Supplied passage →
# # # # #
Fashion design, diffusion models, structure-aware

I Introduction

Image-based fashion design with artificial intelligence (AI) techniques [1, 2, 3, 4, 5, 6] has attracted increasing attention in recent years. There is a growing expectation that AI can provide inspiration for human designers to create new fashion designs. One of the emerging tasks in fashion design is to add specific texture elements from non-fashion domain images into clothing images to create new fashions. For example, given a clothing image, a designer may want to generate a new clothes design with the appearance of another domain object as a reference, as shown in Fig. 1.

Generative adversarial network (GAN)-based methods [2, 7, 8] can be adopted in the common fashion design tasks to generate new clothes. However, GAN-based methods can hardly have good control over the appearance and shape of clothes when transferring from non-fashion domain images. Recently, diffusion models [9, 10, 11] have been widely explored due to the realism and diversity of their results, and have been applied in various generative areas, such as text image generation [12, 13] and image translation [14]. Some approaches [15, 16] consider both structure and appearance in image transfer. Kwon et al. [15] use a diffusion model and a special structural appearance loss for appearance transfer, which performs well in transforming the appearance between similar objects, such as from zebras to horses and from cats to dogs.
# # # # #
Data shown →
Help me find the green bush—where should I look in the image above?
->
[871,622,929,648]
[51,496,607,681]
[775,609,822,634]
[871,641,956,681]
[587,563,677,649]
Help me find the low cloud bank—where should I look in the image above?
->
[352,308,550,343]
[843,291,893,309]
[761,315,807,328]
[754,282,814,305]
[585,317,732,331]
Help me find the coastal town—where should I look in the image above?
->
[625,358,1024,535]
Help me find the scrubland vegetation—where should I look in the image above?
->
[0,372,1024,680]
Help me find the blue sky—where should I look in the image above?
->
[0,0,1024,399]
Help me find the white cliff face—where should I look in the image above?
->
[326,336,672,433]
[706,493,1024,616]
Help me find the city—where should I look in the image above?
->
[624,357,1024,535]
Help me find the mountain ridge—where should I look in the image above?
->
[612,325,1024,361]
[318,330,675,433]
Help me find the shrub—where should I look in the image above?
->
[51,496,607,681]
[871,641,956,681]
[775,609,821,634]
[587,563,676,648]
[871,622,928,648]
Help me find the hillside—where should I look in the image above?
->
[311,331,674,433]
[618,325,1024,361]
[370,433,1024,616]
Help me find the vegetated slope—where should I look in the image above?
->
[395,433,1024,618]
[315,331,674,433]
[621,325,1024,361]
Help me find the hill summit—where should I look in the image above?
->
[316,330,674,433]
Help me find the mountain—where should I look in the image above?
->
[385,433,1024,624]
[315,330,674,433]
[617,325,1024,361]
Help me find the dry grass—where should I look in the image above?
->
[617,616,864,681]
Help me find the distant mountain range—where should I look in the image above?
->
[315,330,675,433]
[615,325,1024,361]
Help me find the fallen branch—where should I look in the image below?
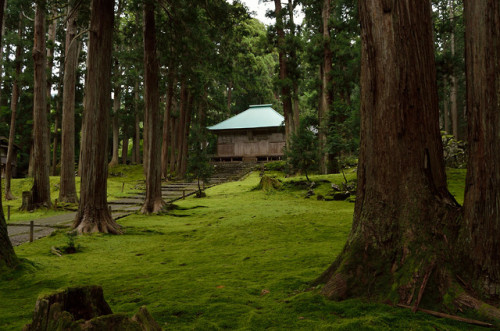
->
[397,304,494,328]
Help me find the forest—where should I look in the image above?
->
[0,0,500,326]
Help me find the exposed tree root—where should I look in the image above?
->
[73,209,123,234]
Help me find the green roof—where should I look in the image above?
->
[208,105,285,130]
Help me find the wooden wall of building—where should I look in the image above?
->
[216,128,285,158]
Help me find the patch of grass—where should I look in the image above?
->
[446,168,467,205]
[2,165,144,223]
[0,172,471,330]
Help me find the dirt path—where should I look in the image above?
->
[7,183,197,246]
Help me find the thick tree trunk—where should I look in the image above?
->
[318,0,333,174]
[161,70,177,178]
[31,0,51,208]
[46,10,57,171]
[50,111,59,176]
[169,98,179,173]
[0,0,8,105]
[461,0,500,302]
[109,83,121,167]
[0,0,18,273]
[59,0,79,203]
[448,0,458,139]
[319,0,459,307]
[227,82,233,112]
[288,0,300,136]
[5,14,23,200]
[443,83,450,134]
[122,133,129,164]
[132,80,141,164]
[179,92,193,178]
[142,0,165,214]
[73,0,121,234]
[174,79,188,177]
[274,0,293,142]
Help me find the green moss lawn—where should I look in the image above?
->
[0,169,482,330]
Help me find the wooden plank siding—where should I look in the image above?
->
[216,128,285,158]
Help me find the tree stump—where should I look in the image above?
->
[23,286,161,331]
[19,191,35,211]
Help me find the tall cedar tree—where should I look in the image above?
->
[5,14,23,200]
[73,0,121,234]
[274,0,293,141]
[59,0,78,203]
[319,0,460,307]
[318,0,333,174]
[462,0,500,302]
[142,0,165,214]
[28,0,51,208]
[0,0,17,271]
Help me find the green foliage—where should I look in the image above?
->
[0,170,479,331]
[441,132,467,169]
[2,165,144,222]
[284,120,319,181]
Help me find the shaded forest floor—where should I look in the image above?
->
[0,170,484,330]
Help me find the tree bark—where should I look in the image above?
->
[161,70,177,178]
[142,0,165,214]
[318,0,333,174]
[178,91,193,178]
[319,0,460,307]
[288,0,300,136]
[461,0,500,302]
[132,80,141,164]
[73,0,121,234]
[59,0,79,203]
[0,0,18,273]
[0,0,8,104]
[50,109,59,176]
[46,10,57,173]
[122,133,129,164]
[5,14,23,200]
[448,0,458,139]
[31,0,51,208]
[108,86,121,167]
[274,0,293,142]
[227,81,233,116]
[174,78,188,177]
[169,96,182,173]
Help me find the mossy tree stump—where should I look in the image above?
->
[23,286,161,331]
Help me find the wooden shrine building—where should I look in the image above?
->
[208,105,285,162]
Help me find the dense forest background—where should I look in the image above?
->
[0,0,466,176]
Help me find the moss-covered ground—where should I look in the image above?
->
[2,165,144,223]
[0,172,482,330]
# # # # #
Directive 1 → Shorten the paragraph in the AI fashion design introduction that begins "Generative adversarial network (GAN)-based methods" and keep its main facts.
Directive 2 → Gather every line of the records that contains the word "tree".

Exercise solution 1 → GAN-based methods can generate new clothes in common fashion design tasks, but they give poor control over the appearance and shape of clothes when transferring from non-fashion domain images. Diffusion models are widely explored for the realism and diversity of their results. They have been applied to text image generation and image translation. Some approaches account for both structure and appearance in image transfer. Kwon et al. use a diffusion model with a special structural appearance loss for appearance transfer, which performs well between similar objects, such as zebras to horses and cats to dogs.

Exercise solution 2 →
Help me find the exposed tree root—where should I look in the image above?
Help me find the thick tree trunk—where should I look in the image above?
Help me find the tree stump—where should I look in the image above?
Help me find the tall cedar tree—where should I look in the image above?
Help me find the tree bark—where should I look in the image above?
Help me find the mossy tree stump—where should I look in the image above?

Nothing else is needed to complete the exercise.